> Task instructions:
Write out the data again from the line with "on the cross" to the line with "[(918, 495), (806, 687), (1129, 303), (1124, 116), (137, 22)]", both included, scaling every coordinate in the answers by 1.6 and rounding to whole numbers, halves up. Keep all other wording and the numbers in the requests and their format samples unchanged.

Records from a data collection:
╭──

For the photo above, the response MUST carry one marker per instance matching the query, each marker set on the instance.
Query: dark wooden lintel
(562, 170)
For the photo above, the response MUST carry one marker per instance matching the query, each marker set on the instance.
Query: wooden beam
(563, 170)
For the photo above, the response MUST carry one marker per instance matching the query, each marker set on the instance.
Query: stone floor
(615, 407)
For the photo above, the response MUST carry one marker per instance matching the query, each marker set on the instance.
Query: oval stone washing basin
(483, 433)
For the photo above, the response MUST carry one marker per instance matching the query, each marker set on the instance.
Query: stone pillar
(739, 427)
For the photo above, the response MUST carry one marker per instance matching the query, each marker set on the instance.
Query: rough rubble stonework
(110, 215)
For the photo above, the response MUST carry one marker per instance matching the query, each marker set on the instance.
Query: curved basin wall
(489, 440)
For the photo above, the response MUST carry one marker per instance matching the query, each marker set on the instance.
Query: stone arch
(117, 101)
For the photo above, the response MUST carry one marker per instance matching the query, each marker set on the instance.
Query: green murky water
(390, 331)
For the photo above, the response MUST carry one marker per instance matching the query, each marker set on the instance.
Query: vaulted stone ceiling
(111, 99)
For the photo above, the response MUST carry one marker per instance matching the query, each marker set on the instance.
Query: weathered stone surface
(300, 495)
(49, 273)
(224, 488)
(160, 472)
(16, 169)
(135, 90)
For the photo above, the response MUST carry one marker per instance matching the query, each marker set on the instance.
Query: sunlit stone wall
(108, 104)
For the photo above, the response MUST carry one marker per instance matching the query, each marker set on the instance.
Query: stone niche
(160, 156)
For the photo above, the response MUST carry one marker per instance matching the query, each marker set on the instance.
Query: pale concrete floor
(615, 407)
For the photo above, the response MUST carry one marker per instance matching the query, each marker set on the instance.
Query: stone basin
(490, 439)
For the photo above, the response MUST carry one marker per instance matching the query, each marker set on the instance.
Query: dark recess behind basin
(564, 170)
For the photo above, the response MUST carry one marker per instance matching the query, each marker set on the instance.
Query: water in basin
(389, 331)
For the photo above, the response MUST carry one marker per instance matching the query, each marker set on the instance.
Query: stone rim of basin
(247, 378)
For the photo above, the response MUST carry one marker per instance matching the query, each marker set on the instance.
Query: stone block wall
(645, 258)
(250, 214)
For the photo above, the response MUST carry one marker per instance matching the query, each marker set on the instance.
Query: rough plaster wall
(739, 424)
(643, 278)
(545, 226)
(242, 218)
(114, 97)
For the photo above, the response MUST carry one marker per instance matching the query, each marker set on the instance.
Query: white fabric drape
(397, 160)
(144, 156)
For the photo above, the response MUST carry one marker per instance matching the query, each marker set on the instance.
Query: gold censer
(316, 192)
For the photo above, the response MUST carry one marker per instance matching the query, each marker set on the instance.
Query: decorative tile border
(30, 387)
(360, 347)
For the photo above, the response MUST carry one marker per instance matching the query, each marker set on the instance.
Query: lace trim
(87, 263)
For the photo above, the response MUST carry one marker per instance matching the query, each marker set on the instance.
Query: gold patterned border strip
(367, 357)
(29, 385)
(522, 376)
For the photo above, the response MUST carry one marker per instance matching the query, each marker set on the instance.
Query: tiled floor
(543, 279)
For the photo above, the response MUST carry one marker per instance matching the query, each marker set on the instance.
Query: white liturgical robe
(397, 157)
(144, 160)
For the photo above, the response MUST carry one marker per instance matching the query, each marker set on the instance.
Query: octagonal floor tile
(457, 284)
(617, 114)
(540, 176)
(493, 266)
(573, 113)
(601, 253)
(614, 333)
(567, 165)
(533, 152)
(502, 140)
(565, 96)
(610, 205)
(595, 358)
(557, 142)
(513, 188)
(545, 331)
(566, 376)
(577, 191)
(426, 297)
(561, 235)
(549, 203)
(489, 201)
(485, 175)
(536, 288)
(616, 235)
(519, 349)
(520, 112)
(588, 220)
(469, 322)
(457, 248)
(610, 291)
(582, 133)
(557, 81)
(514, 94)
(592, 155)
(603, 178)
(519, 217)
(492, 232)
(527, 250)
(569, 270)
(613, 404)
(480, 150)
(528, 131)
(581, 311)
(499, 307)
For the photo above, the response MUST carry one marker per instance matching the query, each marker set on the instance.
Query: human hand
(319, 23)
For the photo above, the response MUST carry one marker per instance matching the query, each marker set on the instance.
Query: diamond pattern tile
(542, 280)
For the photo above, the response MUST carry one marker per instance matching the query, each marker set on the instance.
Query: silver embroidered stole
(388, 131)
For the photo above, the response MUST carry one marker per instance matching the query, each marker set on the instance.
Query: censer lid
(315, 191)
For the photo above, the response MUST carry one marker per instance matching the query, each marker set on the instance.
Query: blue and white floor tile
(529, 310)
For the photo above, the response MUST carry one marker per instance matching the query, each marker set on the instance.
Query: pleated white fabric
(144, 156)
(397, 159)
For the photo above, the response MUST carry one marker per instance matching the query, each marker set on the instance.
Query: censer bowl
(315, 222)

╰──
╭──

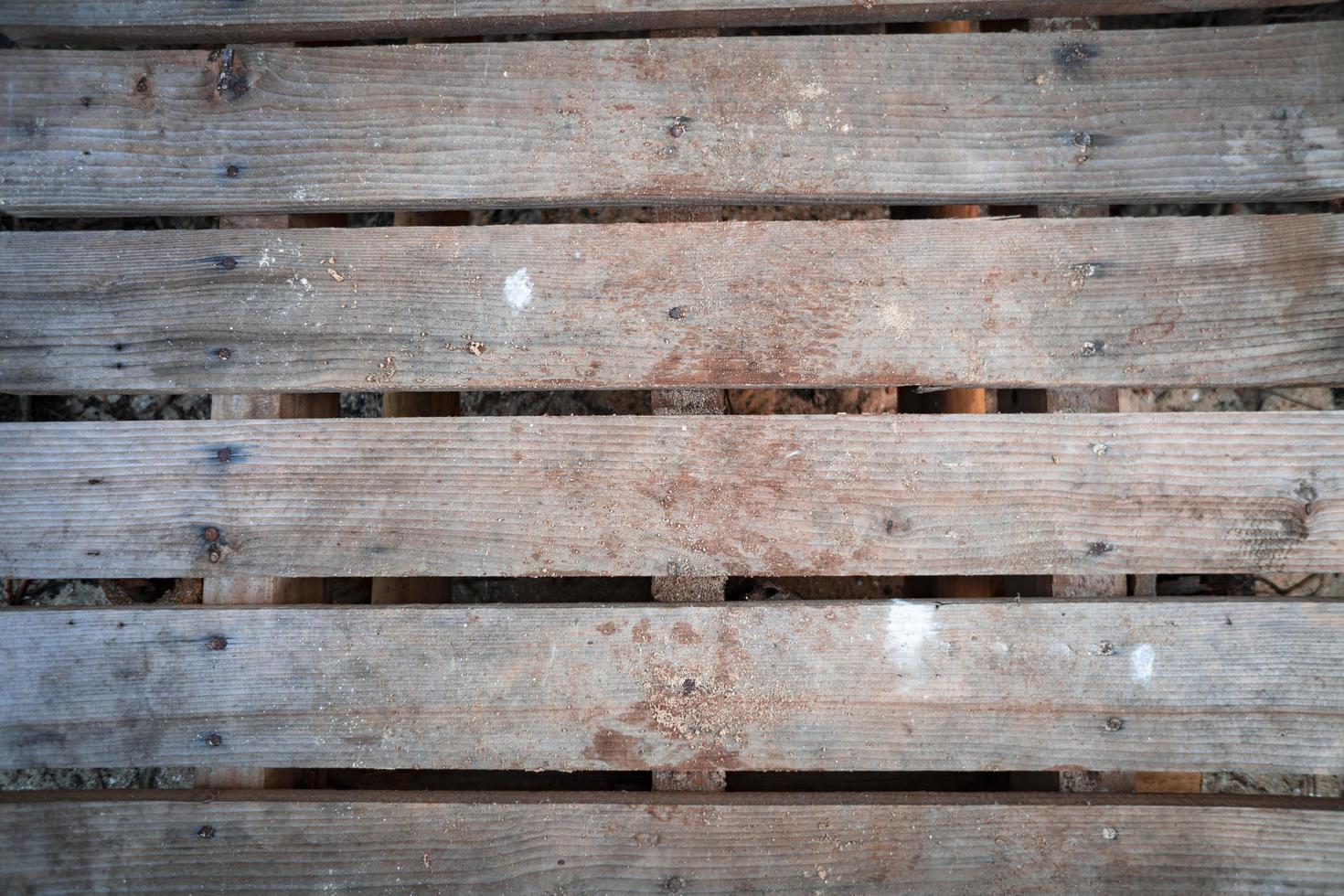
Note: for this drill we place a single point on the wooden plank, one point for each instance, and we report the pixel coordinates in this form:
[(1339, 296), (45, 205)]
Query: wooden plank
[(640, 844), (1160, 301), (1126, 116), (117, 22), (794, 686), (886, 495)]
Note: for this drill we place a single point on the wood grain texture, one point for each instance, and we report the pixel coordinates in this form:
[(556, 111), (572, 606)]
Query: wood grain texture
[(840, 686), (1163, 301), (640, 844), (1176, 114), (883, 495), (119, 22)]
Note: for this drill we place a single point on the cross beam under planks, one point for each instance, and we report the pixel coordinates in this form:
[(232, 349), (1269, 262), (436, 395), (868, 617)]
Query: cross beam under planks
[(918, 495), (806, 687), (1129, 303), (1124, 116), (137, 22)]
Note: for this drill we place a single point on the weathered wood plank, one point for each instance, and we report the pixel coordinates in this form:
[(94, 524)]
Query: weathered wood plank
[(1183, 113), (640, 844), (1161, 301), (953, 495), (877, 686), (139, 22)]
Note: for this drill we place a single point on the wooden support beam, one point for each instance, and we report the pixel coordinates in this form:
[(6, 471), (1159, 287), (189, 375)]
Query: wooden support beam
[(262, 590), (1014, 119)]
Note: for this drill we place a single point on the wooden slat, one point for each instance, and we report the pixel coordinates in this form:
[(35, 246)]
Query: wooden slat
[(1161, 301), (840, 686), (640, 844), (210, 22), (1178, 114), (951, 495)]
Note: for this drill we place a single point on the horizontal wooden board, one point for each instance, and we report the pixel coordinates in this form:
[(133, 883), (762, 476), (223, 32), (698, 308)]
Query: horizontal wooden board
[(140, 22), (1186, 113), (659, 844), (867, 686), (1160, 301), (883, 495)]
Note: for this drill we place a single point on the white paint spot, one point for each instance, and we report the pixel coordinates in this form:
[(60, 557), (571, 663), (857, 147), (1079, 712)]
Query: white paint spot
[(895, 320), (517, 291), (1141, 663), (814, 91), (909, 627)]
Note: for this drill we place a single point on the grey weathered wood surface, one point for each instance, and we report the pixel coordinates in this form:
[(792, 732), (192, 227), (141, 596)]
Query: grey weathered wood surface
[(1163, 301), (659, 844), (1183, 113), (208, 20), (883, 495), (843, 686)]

╰──

> Solution:
Note: for this drill we place a single point on the cross beam under planks, one point for each instance, and we report the pixel coordinates in this form:
[(232, 349), (1269, 262), (436, 395), (868, 617)]
Query: cross beam under planks
[(1469, 792), (1290, 1099), (1806, 485), (1798, 186), (219, 35)]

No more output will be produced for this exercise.